#### PROBLEM TO WORK ON
Output every entry exactly as given.

DATA SHOWN START

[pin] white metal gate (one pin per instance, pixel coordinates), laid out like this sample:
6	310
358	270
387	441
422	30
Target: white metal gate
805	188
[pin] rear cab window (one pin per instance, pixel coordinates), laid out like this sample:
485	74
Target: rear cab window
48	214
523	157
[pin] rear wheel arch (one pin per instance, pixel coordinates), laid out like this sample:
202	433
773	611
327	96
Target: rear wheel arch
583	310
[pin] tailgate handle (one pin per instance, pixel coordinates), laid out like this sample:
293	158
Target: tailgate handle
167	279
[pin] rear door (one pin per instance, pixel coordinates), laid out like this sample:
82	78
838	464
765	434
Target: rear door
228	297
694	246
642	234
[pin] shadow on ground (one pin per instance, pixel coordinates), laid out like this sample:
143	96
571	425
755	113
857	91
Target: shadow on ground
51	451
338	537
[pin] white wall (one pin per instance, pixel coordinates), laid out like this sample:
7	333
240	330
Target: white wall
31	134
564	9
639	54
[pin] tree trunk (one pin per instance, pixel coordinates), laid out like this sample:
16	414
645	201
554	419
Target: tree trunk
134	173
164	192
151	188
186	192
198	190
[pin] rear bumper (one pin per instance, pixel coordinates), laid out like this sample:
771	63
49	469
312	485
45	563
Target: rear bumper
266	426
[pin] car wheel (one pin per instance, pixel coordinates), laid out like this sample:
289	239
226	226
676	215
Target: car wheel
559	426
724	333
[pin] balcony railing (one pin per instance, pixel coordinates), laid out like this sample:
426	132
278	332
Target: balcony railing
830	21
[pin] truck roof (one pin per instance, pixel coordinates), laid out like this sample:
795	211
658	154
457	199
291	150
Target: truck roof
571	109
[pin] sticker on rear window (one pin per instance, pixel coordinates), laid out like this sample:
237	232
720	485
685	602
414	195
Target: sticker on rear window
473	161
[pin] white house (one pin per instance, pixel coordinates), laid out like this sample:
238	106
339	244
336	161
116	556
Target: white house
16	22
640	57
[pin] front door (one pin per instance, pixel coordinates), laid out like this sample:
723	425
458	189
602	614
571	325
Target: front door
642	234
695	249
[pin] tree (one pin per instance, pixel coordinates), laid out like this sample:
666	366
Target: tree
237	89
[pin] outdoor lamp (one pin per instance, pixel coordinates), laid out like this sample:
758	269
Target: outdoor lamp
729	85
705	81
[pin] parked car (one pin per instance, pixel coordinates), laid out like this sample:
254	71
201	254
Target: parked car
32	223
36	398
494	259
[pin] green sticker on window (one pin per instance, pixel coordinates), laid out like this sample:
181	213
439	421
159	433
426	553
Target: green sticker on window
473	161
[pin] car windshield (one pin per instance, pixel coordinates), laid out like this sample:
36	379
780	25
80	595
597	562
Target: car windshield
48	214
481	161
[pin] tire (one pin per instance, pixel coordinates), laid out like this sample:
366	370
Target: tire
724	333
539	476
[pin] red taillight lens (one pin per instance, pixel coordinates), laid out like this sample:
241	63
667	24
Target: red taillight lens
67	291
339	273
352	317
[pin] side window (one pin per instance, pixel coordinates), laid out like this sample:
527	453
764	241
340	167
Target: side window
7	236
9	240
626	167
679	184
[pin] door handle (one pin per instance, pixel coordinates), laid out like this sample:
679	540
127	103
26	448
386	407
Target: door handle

DATA SHOWN END

#### TASK ANSWER
[pin] white metal gate (one pin per instance, pixel coordinates), laid out like this sample:
6	310
358	270
387	441
422	30
Target: white metal gate
805	188
[pin] rear cab window (one pin per instance, pixel coordinates), laid out like this sample:
485	74
Target: rear cab window
48	214
523	157
[pin] rear wheel arch (one pin per instance, pixel coordinates), laid out like this sample:
202	433
773	611
327	96
Target: rear wheel arch
583	310
[pin] tailgate handle (one pin per instance, pixel coordinates), laid out like this sample:
293	158
Target: tailgate handle
167	279
[pin] rear door (one pin per instance, pixel coordinates), laid out like this sample:
82	78
838	464
765	434
Target: rear door
228	297
694	246
642	234
[pin] shadow on ground (one pin per instance, pixel coordinates), laid out like this sample:
143	96
571	425
755	113
857	91
Target: shadow on ground
51	451
338	537
[pin] white wall (one pin per instance, pixel coordinates), laid out like this sample:
7	333
240	330
Target: white wall
31	134
564	9
639	54
[pin] tree trunk (one pin per instance, pixel coordinates), laid out like this sample:
16	414
645	201
554	419
Target: tree trunk
134	173
164	192
151	188
186	192
198	190
[pin] rear bumper (one pin per instance, pixel coordinates), laid out like this sample:
771	63
49	469
312	485
45	563
Target: rear bumper
266	426
[pin] car wheel (one pin per instance, pixel coordinates), laid out like this sample:
289	239
226	226
676	215
Target: car wheel
559	426
724	333
[pin] balcony railing (one pin per instance, pixel coordinates), laid out like this sample:
426	132
278	332
Target: balcony railing
830	21
[pin] truck roof (one pin per instance, pixel coordinates), laid out like this sample:
795	211
658	154
457	199
291	150
Target: truck roof
571	109
[pin] sticker on rear window (one pin per instance, pixel coordinates), laid out like this sample:
237	232
720	485
685	602
414	195
Target: sticker on rear window
473	161
[pin] white house (one pin per instance, pixel coordinates), laid out like this sample:
238	106
339	244
336	161
116	556
Target: white house
16	22
640	57
[pin] front door (one pin per instance, pixel coordinates), laid out like this sample:
723	425
458	189
602	614
571	325
Target: front door
642	234
695	249
[pin] tree (one pin per instance, pixel coordinates), laid out like this sample:
666	366
Target: tree
237	89
[pin] outdoor lamp (one pin per instance, pixel coordinates), laid out like this sample:
758	269
Target: outdoor lamp
729	85
705	81
[pin] parked car (one pin per instance, pixel coordinates), laid out like this sample:
254	71
201	254
Target: parked car
32	223
36	398
494	259
[pin] green sticker on window (one pin per instance, pixel coordinates), laid out like this sample:
181	213
439	421
159	433
426	553
Target: green sticker on window
473	161
[pin] car windshield (one pin per instance, pixel coordinates), laid out like this sample:
36	379
780	25
80	595
597	562
Target: car windshield
48	214
481	161
[pin] tire (one pin per instance, pixel coordinates), laid out like this sample:
366	370
Target: tire
724	333
539	476
[pin] red taillight lens (one pin per instance, pixel coordinates), laid out like this sample:
241	63
667	24
Target: red taillight lens
67	291
339	273
352	317
[pin] side window (one pin per instance, pixel coordinates), laid out like this sample:
527	453
764	241
340	167
Target: side window
7	236
9	240
626	167
679	184
[pin] door handle (one pin per instance, pixel coordinates), laid out like this sample:
679	540
127	103
26	448
386	407
Target: door handle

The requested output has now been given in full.